#### [Material provided]
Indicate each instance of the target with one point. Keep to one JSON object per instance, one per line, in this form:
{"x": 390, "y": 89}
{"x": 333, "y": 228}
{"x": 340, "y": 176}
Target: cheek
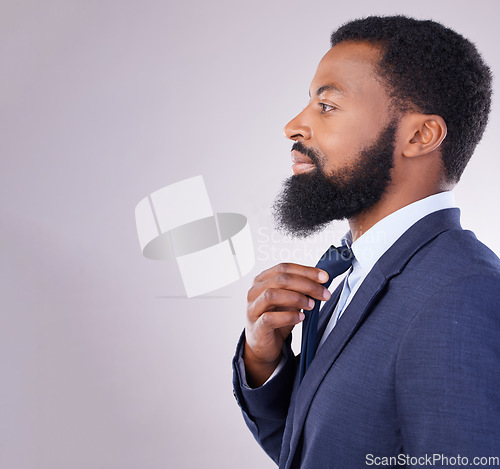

#### [Your objective]
Your response should reproduce the entire listing verbatim, minus the pictures.

#### [Answer to this problem]
Indicate each instance of the target with one point. Keep to one JSON object per instance, one per line, in this form:
{"x": 390, "y": 89}
{"x": 333, "y": 228}
{"x": 340, "y": 176}
Target: cheek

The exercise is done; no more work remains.